------ Task input ------
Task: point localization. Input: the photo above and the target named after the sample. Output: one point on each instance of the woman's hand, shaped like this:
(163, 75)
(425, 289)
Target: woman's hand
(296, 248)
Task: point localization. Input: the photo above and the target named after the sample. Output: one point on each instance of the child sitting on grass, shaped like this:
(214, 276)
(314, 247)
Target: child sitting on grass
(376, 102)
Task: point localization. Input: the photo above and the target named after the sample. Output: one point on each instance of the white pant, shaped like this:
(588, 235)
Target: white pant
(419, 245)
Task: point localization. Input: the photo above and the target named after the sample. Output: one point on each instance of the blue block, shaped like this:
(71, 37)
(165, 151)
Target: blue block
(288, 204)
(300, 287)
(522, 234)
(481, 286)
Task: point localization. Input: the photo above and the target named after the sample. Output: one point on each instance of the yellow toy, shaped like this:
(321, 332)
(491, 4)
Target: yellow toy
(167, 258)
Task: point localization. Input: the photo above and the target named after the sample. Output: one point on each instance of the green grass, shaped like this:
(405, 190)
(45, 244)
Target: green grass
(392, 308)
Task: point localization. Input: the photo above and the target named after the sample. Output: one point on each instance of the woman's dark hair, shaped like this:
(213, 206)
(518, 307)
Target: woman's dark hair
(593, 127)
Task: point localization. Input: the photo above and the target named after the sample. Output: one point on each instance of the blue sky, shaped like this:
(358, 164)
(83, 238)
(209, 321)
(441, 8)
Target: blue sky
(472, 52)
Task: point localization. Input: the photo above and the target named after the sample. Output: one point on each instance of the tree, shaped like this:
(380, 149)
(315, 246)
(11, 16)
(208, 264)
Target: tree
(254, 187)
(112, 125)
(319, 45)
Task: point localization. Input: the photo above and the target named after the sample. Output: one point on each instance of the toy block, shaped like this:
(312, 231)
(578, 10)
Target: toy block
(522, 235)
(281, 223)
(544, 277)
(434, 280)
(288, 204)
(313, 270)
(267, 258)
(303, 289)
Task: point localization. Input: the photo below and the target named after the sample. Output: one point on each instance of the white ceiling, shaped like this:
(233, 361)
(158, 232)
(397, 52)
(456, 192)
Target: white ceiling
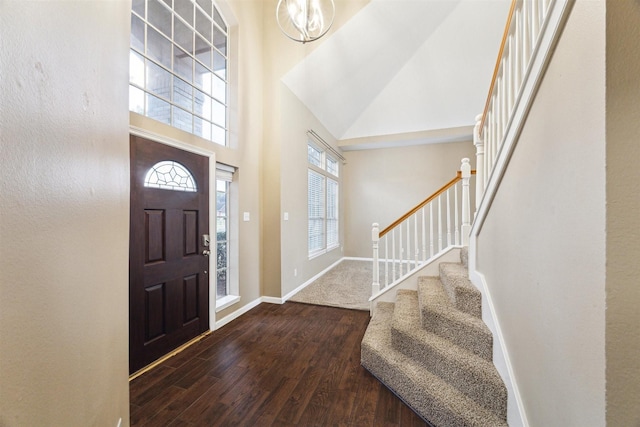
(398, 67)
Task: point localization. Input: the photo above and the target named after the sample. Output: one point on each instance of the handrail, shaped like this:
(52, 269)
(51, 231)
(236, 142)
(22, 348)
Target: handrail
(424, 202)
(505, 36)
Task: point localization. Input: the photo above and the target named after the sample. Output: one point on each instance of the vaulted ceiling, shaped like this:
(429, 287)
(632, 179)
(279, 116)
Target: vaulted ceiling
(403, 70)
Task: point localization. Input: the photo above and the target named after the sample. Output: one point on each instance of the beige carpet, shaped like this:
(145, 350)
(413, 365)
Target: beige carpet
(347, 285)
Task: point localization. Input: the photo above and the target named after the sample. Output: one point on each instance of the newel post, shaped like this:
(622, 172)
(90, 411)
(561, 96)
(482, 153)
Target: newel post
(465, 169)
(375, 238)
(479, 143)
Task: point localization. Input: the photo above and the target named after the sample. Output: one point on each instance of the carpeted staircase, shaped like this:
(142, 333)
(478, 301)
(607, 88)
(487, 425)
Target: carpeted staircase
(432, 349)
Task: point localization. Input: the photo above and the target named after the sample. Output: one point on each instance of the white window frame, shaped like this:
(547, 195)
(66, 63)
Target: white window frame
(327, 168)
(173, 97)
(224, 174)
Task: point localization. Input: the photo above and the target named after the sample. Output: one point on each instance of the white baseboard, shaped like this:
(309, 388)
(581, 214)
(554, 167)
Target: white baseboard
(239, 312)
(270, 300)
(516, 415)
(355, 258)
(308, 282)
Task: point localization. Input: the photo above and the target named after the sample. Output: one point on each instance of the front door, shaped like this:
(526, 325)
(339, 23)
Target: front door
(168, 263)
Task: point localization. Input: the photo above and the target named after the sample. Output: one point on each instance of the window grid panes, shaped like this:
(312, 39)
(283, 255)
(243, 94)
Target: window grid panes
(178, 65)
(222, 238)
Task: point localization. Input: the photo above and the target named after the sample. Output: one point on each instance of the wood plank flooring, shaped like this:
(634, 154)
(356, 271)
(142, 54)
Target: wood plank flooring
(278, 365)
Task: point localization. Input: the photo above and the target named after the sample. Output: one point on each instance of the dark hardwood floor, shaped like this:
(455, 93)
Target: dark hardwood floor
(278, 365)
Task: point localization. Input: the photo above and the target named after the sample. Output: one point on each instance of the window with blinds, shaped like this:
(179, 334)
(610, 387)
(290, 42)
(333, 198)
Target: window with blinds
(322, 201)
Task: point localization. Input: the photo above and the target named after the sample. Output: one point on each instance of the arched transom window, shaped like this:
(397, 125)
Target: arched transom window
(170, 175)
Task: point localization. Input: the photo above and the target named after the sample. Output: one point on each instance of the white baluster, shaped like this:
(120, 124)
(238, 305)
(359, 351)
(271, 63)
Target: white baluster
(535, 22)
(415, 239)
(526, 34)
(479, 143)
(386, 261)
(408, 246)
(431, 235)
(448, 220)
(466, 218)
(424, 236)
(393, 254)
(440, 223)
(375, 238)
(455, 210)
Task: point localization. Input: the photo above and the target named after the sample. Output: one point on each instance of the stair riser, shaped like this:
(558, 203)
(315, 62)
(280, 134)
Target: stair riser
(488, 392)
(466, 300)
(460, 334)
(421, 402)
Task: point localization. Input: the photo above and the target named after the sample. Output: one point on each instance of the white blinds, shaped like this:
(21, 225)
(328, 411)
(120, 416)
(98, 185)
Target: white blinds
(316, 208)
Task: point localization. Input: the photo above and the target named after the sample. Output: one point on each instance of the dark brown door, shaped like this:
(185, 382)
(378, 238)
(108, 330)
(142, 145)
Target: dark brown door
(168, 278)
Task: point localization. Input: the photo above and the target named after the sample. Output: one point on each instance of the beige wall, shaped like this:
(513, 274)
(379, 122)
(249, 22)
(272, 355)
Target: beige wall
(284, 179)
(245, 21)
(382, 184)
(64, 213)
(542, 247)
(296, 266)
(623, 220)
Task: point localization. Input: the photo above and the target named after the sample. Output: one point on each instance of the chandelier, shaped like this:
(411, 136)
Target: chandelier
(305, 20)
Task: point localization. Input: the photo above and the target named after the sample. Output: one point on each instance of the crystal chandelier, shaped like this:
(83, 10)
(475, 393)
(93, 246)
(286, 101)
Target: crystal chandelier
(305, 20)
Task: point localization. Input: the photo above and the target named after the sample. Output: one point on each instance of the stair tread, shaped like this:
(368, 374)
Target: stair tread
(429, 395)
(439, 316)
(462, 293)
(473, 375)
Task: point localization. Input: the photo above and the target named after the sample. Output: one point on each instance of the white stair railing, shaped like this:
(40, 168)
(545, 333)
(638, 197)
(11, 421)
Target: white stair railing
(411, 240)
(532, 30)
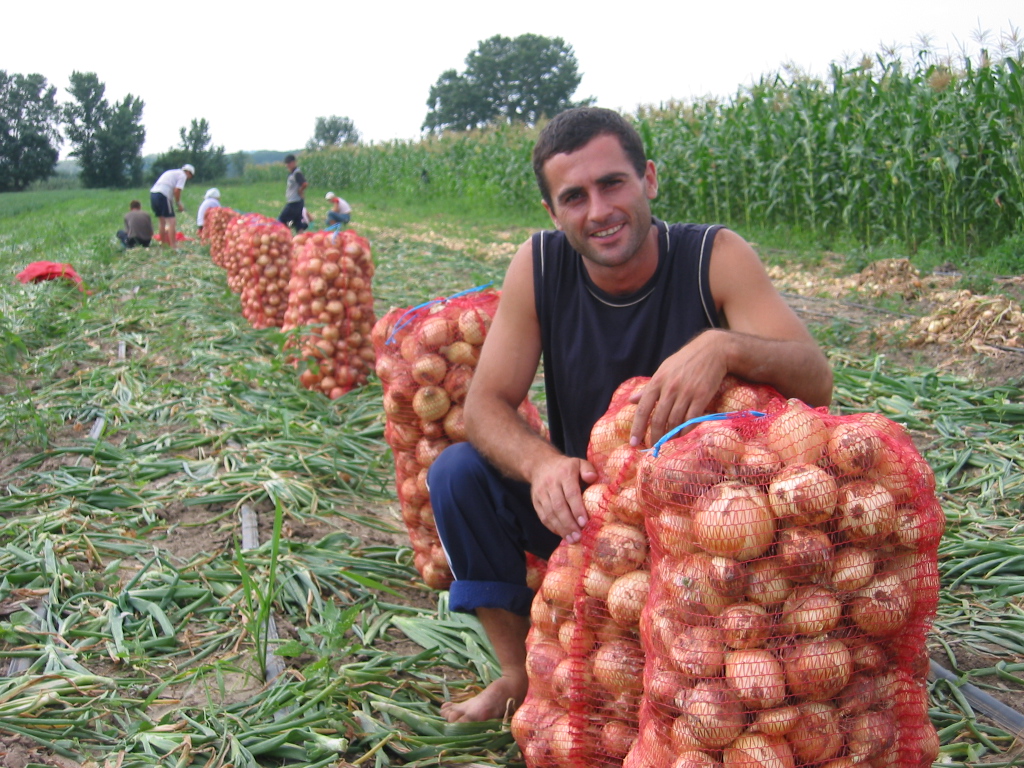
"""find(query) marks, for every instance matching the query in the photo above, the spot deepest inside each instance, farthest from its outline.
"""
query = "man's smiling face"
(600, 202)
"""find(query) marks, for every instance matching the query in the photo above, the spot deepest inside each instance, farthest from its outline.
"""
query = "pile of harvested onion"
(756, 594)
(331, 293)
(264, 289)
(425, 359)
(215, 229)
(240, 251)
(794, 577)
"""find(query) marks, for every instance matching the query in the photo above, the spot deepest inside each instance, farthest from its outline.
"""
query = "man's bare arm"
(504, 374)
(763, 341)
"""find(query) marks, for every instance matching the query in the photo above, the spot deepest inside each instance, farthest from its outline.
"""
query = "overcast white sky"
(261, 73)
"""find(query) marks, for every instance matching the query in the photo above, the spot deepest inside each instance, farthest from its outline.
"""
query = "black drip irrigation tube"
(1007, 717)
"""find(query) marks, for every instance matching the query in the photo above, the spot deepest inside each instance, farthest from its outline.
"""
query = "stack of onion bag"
------
*To do*:
Starting at the line above that holds "Target: white ceiling", return each line up to and including the one that holds "of the newel", exactly as written, minus any pictures.

*Solved problem*:
Target: white ceiling
(398, 67)
Task: point localization. Input: the photo above and the target named after the sample. Output: one point on each instance of the handrail, shaped like this:
(52, 269)
(51, 231)
(236, 142)
(22, 348)
Target: handrail
(424, 202)
(505, 36)
Task: point localization. Input: the photo above and the target named after the sample. Output: one point on each instance of the vaulted ceiling, shaped like this:
(429, 287)
(632, 179)
(279, 116)
Target: vaulted ceiling
(403, 70)
Task: point localization. Input: the photo above and the target named after the sample. Output: one point on each instance of the beige carpet, shaped like this:
(145, 350)
(413, 365)
Target: beige carpet
(347, 285)
Task: point localization. Input: the photo above and the target named after the sample. Output: one point on each instance of the newel post, shaped like this:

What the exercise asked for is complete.